↓
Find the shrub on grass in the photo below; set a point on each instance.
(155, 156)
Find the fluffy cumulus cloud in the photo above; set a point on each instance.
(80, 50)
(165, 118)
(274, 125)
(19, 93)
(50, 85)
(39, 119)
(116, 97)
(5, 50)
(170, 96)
↑
» **What is expected**:
Copy out all of the records above word for word, with every line in its original order.

» **Solution for this exercise**:
Find the shrub on grass in the photo below; set a point on each instance.
(155, 156)
Find the fluffy cumulus cloud in the photo above; set a point on each instance.
(80, 50)
(165, 118)
(274, 125)
(19, 93)
(50, 85)
(39, 119)
(116, 97)
(5, 50)
(170, 96)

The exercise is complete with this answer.